**Source records**
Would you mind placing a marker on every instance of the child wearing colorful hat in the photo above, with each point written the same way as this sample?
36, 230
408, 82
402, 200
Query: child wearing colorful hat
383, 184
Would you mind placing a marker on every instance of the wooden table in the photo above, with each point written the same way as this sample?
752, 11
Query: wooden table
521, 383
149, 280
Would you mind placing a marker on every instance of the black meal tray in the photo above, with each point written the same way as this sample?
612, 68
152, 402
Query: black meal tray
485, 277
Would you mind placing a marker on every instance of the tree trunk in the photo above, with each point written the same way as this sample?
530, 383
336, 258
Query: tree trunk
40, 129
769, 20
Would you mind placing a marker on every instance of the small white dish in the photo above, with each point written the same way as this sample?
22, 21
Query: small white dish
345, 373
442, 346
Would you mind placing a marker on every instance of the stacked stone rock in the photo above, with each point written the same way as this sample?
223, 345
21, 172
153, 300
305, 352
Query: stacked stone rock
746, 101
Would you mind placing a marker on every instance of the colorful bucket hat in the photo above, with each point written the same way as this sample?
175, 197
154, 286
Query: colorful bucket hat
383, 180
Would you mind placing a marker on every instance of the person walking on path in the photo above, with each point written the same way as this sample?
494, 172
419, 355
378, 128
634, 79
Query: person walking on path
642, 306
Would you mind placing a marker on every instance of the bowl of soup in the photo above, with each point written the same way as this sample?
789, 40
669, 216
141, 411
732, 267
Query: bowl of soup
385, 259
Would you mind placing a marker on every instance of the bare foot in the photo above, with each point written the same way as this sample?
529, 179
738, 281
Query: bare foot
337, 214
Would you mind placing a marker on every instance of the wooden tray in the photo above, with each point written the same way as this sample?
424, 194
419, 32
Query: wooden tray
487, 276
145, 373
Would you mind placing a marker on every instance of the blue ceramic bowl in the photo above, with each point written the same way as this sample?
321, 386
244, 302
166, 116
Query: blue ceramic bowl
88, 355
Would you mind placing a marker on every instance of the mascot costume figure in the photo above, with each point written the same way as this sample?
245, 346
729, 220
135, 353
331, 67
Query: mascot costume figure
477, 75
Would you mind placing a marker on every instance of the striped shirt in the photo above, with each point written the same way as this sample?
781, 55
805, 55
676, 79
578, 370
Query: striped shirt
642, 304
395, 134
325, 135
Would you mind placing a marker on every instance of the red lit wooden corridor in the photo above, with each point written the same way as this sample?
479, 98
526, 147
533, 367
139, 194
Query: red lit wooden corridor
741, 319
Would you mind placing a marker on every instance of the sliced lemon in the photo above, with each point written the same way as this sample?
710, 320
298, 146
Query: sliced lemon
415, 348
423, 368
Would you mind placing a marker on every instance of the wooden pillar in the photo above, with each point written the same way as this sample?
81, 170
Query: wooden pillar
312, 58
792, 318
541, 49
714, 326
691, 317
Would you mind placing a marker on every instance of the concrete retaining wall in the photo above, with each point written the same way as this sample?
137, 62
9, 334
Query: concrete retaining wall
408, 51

**Aim of the exercise**
Type the records out again. Match them exactly.

**Expected answer**
Would you mind placing a marker on every instance of the child wearing colorful hat in the photo above, with each point written the same way as this sample?
36, 230
408, 82
402, 200
Query: child wearing colorful hat
383, 184
Would you mind placing a marker on every instance of the wooden table in the photo above, with each point written the same way as this sample?
752, 11
Query: wooden table
521, 383
149, 280
Would you mind placing a marker on every instance of the black meal tray in the photo above, with each point written the same way as this sample?
612, 68
152, 402
Query: black meal tray
485, 277
Would you mind placing a marker on every instance of the tree trunk in the photo above, with each point written the same way as this sample?
530, 383
336, 258
Query: tree trunk
40, 129
769, 20
Would you mind placing a marker on every instance of the small white dish in the photo above, with each point written the same way as this sample?
22, 21
Query: small white dish
345, 373
442, 346
Would you mind placing a marker on every instance of the stacked stone rock in the photo above, with each point written the same way as this sample?
223, 345
21, 172
153, 300
305, 352
Query: stacked stone rock
746, 101
Would you mind placing a marker on every instance of the colorful bucket hat in the photo above, with each point written the same way as this sample?
175, 197
154, 286
Query: colorful bucket hat
383, 180
Would you mind placing a marker on every instance of the person walking on path in the photo above, with each point written the same way as this sample?
494, 172
419, 355
378, 128
634, 79
Query: person walking on path
642, 306
Would you mind placing a marker on every instance of the bowl of soup in the photo above, with each point written the same way as this sample?
789, 40
669, 216
141, 411
732, 267
Query: bowl of soup
385, 259
Would you mind placing a marker on every instance of the bare foot in the photo above, with each point written the same way as this sample?
529, 179
738, 281
Query: bare foot
337, 214
Would you mind placing a marker on every instance of the wooden tray in the photo above, with each point written the same way as this sample?
424, 194
419, 32
Query: wooden tray
487, 276
145, 373
Would you mind placing a marker on every instance of the blue ceramic bowl in the photo above, with each point written the same way as this sample?
321, 386
244, 302
166, 116
Query: blue ceramic bowl
88, 355
Would you mind placing a marker on every instance of the mascot costume figure in the photo above, with each point written the same way as this sample?
245, 346
729, 220
135, 353
331, 67
Query: mascot costume figure
477, 75
Would you mind placing a marker on every instance of the striped shirt in the photo above, with each point written the same way as this sample?
781, 55
805, 55
676, 79
578, 370
Query: striped shirt
642, 304
395, 134
325, 135
Would you mind placing a marker on every instance of the red lit wooden corridor in the photo above, with each point written the same way as this sample?
479, 98
526, 147
533, 367
139, 194
Query: red lit wooden corridor
741, 319
Would you mind placing a marker on every instance of the sliced lemon in the photo above, with each point written the same way as this sample?
710, 320
298, 146
Query: sliced lemon
415, 348
423, 368
Would you mind placing a marker on every instance of the wooden pillar in the photo above, with each point written the same way as this sample?
81, 170
Query: wooden pillar
312, 58
792, 318
541, 49
714, 326
691, 317
Would you mind placing a marker on every instance of the concrete retaining wall in the photo above, with each point written the same way as this sample?
137, 62
9, 334
Query: concrete retaining wall
408, 51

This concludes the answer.